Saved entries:

# # # # # # #

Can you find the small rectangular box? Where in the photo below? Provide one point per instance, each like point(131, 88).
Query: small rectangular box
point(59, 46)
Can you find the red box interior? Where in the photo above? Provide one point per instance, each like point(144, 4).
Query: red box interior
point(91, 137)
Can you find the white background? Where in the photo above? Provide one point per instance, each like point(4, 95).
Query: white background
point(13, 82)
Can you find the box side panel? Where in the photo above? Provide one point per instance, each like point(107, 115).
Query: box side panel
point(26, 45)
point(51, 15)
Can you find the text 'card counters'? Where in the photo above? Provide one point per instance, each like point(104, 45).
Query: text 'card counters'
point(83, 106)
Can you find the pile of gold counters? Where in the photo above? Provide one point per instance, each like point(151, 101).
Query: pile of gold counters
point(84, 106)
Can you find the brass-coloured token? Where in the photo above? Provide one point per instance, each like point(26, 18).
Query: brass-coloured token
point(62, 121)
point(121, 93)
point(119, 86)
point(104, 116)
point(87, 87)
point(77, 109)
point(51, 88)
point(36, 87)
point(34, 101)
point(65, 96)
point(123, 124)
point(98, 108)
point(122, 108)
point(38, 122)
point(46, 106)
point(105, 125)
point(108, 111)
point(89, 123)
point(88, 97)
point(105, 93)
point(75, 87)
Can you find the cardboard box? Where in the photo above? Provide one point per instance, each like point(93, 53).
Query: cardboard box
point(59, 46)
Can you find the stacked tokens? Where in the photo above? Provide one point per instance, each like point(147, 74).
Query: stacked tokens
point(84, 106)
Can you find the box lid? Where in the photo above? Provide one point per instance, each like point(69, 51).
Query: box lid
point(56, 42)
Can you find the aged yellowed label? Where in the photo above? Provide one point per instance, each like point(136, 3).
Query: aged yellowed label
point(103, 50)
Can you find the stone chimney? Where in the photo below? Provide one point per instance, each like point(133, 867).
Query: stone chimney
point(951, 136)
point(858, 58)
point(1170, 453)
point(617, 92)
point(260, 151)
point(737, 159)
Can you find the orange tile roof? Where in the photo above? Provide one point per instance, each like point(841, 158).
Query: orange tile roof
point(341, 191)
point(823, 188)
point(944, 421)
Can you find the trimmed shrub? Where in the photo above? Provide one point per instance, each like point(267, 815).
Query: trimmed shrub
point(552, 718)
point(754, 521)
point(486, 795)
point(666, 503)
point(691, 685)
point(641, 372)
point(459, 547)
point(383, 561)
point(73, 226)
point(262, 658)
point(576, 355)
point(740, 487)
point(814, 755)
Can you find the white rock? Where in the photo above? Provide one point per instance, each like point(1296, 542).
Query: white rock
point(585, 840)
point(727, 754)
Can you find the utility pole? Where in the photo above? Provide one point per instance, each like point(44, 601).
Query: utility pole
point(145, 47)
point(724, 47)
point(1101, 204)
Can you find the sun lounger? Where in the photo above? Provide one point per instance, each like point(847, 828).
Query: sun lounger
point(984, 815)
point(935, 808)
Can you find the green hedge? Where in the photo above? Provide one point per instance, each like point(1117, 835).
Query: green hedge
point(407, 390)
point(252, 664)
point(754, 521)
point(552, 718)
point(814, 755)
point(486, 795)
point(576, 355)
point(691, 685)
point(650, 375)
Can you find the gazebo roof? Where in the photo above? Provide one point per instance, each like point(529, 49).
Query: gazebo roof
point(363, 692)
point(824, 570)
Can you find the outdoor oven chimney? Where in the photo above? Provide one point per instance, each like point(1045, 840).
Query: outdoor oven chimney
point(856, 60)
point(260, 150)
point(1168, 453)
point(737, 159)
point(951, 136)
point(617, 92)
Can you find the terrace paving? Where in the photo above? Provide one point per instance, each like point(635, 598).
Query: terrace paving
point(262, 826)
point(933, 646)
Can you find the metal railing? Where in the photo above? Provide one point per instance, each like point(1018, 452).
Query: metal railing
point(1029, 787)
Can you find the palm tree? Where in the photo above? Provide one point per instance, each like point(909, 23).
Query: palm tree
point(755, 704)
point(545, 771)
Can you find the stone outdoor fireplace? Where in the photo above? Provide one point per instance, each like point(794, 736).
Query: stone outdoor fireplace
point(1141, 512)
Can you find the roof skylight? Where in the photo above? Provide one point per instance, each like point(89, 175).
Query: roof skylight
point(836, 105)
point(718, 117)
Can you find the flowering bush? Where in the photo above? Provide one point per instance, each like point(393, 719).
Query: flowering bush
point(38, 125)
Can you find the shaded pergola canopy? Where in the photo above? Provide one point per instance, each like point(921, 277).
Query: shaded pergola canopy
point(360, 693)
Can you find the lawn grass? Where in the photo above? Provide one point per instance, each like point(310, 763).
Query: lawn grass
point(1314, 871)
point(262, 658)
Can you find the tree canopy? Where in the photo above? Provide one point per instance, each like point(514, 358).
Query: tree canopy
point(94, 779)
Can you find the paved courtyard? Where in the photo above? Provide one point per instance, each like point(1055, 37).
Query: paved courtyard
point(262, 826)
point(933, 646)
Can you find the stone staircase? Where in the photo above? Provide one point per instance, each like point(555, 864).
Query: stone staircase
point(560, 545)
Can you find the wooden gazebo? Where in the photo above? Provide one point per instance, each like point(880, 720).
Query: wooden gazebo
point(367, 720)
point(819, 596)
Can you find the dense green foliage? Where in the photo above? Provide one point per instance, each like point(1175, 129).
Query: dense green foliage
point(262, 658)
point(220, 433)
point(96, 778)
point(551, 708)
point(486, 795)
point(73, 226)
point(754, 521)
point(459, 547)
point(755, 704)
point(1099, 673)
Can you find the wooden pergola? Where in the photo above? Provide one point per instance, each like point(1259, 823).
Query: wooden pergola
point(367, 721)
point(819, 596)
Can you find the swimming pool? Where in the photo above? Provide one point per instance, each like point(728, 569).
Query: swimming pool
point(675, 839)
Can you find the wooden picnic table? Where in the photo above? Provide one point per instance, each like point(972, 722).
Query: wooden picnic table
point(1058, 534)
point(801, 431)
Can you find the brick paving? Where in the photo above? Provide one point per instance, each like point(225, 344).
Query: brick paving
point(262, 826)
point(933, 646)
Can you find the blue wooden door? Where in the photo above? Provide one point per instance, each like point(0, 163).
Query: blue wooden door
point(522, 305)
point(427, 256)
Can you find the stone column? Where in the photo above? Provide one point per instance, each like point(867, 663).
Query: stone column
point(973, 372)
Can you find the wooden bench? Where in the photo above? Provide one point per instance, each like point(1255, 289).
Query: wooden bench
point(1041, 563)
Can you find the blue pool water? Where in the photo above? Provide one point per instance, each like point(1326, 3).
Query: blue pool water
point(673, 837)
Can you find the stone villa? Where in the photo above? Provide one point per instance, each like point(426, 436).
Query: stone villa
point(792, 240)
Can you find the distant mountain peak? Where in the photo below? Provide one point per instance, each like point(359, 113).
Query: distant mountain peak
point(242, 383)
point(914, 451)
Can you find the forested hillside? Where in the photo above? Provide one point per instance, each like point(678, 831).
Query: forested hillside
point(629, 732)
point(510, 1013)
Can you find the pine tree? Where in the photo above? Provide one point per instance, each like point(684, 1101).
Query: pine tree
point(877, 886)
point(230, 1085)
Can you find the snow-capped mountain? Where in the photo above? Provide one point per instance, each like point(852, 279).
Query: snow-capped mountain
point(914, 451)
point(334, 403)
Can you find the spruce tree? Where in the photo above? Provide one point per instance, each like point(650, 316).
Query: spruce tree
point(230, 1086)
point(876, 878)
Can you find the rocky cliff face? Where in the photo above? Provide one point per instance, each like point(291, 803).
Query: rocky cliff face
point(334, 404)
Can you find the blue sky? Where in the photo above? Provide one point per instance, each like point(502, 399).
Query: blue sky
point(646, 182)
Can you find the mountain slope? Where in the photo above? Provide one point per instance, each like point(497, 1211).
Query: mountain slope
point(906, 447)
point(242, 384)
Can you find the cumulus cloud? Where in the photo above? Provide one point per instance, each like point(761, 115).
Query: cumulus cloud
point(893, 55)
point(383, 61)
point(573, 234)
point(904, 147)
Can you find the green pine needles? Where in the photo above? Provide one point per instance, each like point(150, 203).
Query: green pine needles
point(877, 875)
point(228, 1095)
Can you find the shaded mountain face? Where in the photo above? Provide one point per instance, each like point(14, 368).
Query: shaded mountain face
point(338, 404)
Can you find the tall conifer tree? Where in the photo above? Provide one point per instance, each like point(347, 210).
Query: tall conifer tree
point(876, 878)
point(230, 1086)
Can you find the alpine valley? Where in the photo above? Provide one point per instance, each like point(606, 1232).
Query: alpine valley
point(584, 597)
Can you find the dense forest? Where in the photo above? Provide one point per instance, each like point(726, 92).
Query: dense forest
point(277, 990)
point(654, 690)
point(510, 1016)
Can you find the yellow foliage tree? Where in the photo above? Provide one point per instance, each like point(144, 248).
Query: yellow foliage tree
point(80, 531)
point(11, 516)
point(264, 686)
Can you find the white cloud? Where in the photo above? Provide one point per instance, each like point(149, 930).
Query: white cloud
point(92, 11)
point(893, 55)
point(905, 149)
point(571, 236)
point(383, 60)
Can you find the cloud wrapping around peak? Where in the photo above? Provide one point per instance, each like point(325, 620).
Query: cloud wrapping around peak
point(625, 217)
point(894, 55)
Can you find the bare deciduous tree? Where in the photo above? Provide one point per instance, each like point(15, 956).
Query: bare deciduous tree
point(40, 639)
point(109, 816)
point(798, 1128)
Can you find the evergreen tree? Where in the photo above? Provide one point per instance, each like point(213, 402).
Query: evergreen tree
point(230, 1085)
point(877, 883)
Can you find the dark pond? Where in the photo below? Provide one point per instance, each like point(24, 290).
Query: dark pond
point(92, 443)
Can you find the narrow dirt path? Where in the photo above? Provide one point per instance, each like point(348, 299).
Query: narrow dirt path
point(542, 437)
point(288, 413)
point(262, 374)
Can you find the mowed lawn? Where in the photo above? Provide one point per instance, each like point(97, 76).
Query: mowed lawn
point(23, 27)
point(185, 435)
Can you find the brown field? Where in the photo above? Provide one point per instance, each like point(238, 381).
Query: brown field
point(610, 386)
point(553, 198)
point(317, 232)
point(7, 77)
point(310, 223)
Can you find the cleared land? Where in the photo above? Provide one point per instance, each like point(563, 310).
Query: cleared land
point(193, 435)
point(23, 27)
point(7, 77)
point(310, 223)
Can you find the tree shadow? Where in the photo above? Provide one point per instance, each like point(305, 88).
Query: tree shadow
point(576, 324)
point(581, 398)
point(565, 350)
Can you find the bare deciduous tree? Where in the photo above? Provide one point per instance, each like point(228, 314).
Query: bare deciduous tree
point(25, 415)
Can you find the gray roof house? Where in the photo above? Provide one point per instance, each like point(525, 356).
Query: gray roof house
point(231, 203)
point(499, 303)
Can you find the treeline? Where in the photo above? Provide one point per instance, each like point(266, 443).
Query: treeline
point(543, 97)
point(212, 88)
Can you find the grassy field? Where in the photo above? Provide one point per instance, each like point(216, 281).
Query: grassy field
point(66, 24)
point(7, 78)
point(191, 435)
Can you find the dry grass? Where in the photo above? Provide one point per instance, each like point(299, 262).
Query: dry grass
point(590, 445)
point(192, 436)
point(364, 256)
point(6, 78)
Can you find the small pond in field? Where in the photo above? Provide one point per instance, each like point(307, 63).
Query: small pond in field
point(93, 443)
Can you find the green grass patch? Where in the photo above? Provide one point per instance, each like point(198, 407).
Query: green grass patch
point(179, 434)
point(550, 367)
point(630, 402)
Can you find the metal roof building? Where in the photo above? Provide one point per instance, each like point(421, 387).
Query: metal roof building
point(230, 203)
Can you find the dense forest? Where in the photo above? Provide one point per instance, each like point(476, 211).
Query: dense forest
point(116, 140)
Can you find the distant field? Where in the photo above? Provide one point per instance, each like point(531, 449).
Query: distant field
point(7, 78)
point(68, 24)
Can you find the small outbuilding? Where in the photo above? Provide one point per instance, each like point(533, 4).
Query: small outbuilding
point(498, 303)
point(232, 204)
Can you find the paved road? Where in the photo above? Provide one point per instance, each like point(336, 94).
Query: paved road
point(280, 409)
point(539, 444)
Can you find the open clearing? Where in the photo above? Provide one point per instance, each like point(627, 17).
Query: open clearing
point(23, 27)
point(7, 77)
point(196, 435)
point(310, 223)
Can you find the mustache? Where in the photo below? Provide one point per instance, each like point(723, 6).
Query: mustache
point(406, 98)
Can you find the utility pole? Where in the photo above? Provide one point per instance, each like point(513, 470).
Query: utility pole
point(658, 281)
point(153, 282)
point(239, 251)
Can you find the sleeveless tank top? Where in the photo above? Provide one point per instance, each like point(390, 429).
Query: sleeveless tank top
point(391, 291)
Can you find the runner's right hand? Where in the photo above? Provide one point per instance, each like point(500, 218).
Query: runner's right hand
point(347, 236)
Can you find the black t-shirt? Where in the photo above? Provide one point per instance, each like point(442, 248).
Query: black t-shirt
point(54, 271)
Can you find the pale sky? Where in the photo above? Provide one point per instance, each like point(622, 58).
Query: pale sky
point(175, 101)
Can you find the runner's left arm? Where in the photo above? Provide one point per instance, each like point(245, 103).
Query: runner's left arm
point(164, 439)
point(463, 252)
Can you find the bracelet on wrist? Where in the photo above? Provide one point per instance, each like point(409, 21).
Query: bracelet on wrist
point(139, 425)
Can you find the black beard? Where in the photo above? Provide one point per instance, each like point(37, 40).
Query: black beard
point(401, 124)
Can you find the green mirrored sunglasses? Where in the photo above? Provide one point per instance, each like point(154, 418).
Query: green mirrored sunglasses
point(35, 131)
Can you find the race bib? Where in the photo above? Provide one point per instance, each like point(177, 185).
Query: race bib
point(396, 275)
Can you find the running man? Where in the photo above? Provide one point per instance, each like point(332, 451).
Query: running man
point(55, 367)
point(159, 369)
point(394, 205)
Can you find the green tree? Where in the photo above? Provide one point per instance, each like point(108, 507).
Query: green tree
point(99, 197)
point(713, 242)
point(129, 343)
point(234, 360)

# # # # # # #

● **Problem to solve**
Looking at the entries above, can you reproduce exactly the lines from the one that holds "Can you find the snow-capped" through the one that holds "Can you find the rocky", and only those?

● **The completed task**
Can you find the snow-capped mountain? Where in the photo above? Provide one point per instance, each like point(852, 279).
Query: snow-capped mountain
point(914, 451)
point(334, 403)
Can you find the spruce tree? Where in the photo above? Provide one point per instance, each like point(650, 316).
Query: spruce tree
point(230, 1086)
point(876, 878)
Can you find the rocky cliff face? Where in the photo above? Provide one point per instance, each like point(291, 803).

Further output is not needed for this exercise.